» Brief
Rewrite the records from the start down through the line that contains "[(432, 58)]", renaming "wooden shed" to "wooden cabin" and leaving everything else unchanged. Omit the pictures from your answer.

== Recorded information

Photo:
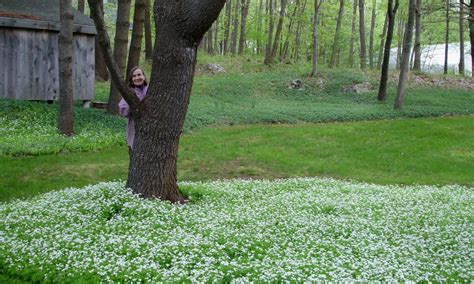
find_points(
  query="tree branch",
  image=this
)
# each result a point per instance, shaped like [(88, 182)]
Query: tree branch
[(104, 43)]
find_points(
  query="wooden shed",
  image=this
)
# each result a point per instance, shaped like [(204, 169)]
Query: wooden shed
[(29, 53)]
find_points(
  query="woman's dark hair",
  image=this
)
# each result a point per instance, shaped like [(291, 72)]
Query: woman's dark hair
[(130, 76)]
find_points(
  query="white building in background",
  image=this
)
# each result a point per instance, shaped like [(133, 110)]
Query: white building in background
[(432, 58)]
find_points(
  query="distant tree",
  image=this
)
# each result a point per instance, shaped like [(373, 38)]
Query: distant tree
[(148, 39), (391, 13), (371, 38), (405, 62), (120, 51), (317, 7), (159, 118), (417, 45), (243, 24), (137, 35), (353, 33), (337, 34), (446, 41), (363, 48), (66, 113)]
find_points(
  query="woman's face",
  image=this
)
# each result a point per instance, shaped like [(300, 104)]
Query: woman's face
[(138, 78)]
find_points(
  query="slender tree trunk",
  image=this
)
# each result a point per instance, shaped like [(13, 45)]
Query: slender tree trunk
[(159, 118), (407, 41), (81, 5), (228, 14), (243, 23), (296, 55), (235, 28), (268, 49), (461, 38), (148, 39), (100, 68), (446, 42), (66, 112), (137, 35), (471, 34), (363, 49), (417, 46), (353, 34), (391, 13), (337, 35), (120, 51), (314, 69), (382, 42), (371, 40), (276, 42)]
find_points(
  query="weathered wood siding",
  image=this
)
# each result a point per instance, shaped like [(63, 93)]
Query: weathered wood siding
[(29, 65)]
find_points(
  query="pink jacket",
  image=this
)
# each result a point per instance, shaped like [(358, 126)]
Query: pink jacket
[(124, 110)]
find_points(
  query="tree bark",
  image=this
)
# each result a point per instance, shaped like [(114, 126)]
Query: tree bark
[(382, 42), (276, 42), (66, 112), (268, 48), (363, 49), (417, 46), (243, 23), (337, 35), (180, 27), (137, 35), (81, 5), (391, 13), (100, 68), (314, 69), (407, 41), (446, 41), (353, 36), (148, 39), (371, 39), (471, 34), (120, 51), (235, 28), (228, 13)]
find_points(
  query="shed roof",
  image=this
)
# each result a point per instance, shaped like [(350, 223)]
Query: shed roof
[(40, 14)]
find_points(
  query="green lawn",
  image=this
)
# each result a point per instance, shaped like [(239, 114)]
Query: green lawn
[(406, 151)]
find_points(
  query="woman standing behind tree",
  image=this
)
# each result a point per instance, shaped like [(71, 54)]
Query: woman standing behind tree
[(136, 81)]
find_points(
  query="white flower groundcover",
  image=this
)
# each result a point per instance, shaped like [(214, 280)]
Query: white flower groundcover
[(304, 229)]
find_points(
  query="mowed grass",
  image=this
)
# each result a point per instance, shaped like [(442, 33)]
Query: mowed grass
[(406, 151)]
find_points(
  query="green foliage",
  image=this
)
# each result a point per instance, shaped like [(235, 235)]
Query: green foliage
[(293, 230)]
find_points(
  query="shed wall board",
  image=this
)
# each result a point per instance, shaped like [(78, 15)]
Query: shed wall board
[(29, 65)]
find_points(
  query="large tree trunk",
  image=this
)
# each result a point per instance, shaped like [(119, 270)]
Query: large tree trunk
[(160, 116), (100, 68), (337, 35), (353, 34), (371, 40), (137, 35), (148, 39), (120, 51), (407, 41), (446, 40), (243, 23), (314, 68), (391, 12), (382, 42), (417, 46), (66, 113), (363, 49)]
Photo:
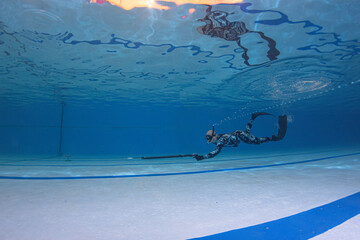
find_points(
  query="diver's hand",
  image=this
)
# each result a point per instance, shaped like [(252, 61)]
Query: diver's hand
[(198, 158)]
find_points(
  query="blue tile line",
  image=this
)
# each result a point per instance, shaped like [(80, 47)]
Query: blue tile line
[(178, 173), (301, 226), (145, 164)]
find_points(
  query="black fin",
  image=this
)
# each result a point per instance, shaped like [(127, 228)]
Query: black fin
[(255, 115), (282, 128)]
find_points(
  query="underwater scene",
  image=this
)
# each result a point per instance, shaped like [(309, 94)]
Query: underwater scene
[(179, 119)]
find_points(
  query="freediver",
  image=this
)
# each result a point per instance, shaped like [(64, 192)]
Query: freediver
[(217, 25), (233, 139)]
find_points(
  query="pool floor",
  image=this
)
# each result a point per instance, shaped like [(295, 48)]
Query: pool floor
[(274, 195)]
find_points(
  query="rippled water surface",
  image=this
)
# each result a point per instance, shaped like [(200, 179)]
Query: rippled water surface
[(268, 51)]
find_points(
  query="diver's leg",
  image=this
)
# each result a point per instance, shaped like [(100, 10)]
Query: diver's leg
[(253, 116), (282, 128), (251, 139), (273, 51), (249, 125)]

====

» Correct answer
Photo:
find_points(
  query="tree branch",
  image=this
)
# each result a point per instance, shaped like [(88, 182)]
Query: tree branch
[(104, 43)]
find_points(
  query="wooden cabin",
  image=this
)
# each result a point per instance, shaped like [(204, 169)]
Query: wooden cabin
[(29, 53)]
find_points(
  query="woman's dark hair",
  image=this
)
# each result a point per instance, shaped like [(291, 72)]
Query: woman's dark hair
[(130, 76)]
find_points(
  query="white building in background",
  image=this
)
# each result a point per instance, shaped like [(133, 110)]
Query: white building in background
[(432, 58)]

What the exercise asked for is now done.